▶ _Aim of the exercise_:
Duplicate the records below, character for character, from their first line through the line that contains "x=97, y=657".

▶ _The data_:
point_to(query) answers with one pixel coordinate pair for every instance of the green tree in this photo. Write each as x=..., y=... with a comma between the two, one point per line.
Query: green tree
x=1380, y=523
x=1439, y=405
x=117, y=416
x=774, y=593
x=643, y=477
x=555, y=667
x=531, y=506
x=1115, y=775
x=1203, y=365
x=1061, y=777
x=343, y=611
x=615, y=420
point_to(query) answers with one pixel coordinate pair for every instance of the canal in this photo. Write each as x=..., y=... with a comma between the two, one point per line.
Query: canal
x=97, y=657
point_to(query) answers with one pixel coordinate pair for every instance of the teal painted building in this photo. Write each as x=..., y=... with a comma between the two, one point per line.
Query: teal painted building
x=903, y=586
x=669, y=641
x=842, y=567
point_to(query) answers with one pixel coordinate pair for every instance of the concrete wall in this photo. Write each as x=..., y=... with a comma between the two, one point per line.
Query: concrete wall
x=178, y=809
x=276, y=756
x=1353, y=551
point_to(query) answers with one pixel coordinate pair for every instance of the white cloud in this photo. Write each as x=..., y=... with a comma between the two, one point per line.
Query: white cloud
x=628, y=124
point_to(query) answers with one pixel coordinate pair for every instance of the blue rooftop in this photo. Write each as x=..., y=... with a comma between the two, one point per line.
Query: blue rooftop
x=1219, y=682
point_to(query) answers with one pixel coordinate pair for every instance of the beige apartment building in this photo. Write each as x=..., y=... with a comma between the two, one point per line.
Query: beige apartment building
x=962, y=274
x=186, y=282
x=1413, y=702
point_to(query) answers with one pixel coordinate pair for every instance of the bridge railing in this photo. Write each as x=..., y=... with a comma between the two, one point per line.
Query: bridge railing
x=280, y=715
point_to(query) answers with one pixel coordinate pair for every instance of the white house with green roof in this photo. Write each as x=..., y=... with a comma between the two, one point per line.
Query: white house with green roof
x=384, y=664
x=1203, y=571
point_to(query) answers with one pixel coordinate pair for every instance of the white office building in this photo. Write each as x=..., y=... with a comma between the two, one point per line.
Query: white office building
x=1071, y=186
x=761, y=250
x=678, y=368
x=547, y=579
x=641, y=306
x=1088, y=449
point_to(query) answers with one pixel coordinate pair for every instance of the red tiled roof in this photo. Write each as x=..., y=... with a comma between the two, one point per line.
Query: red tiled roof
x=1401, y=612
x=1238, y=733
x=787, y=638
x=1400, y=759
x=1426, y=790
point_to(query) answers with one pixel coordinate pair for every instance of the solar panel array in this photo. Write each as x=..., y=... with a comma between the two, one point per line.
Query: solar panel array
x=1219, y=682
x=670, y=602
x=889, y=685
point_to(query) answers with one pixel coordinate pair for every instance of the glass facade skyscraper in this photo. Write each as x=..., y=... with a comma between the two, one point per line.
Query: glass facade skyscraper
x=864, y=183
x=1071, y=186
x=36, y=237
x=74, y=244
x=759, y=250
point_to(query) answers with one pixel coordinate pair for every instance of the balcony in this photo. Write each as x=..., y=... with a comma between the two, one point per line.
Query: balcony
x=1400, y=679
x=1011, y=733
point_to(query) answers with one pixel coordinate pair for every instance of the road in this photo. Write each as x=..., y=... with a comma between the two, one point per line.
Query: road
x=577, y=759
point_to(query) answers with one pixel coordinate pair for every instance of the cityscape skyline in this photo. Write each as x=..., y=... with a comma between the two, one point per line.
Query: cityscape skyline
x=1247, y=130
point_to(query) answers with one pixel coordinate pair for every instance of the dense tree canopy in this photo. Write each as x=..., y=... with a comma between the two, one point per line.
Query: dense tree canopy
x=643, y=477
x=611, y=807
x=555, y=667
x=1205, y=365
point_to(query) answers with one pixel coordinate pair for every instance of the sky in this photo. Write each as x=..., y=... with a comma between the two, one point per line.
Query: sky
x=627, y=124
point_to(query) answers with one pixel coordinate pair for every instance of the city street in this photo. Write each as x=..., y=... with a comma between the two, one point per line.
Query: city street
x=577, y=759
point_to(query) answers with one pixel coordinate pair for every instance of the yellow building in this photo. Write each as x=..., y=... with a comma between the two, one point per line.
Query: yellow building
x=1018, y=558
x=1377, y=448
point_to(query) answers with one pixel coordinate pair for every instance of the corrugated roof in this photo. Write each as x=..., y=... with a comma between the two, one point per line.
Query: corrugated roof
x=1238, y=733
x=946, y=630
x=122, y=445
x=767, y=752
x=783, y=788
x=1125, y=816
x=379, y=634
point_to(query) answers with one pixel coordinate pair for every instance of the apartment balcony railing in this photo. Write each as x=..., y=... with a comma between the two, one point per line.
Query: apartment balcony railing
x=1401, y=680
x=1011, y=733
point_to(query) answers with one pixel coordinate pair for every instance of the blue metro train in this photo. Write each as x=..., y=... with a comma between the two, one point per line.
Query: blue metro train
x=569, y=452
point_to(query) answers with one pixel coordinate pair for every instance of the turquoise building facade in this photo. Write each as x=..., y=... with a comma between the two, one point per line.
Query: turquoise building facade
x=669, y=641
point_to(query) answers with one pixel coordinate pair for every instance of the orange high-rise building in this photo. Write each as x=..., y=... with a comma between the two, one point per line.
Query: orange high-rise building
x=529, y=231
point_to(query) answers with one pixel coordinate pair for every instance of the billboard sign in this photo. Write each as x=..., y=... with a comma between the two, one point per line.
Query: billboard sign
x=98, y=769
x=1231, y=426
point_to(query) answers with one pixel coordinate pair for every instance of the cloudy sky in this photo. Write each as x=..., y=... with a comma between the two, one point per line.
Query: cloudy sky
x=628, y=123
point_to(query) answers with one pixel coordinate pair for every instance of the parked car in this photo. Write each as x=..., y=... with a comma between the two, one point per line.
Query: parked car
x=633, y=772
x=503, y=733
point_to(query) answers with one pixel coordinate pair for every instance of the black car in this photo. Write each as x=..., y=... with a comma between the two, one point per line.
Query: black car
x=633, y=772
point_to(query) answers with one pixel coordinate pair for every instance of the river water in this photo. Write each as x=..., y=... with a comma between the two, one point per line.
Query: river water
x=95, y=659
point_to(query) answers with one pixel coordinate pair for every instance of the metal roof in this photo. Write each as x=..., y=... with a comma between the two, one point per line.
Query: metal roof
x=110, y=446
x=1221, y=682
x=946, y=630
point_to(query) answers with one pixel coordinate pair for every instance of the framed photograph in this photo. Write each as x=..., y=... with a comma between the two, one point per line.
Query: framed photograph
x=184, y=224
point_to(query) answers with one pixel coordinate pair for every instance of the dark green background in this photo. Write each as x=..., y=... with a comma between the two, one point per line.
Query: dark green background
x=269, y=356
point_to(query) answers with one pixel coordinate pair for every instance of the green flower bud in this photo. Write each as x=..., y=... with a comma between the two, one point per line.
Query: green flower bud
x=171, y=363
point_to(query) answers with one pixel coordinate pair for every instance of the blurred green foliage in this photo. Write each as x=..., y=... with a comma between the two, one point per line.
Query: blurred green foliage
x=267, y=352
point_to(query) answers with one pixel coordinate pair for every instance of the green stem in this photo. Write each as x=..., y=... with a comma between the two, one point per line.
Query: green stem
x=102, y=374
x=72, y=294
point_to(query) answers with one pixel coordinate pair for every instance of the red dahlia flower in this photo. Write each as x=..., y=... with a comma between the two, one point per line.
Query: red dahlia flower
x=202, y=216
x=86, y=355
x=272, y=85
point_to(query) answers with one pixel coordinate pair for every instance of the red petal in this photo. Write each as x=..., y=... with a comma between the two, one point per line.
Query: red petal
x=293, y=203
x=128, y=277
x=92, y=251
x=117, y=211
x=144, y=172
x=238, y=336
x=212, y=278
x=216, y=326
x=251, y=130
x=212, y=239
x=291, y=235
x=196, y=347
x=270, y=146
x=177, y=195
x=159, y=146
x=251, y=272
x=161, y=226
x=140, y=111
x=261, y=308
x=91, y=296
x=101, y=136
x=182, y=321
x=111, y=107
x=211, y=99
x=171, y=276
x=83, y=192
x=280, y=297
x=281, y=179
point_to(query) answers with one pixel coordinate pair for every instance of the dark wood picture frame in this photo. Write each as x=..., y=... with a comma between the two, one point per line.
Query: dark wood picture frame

▶ _Response to the exercise_:
point_to(query) answers with one pixel coordinate pair for every instance of the green tree in this photo. Write each as x=..., y=... with a comma between the two, one point per line.
Query: green tree
x=1380, y=523
x=1439, y=405
x=117, y=416
x=774, y=593
x=643, y=477
x=555, y=667
x=531, y=506
x=1115, y=775
x=1203, y=365
x=1061, y=777
x=343, y=611
x=615, y=420
point_to(query) answers with one pixel coordinate pair for every instance of the canal in this photo. Write each as x=..., y=... with a comma between the two, one point per line.
Query: canal
x=97, y=657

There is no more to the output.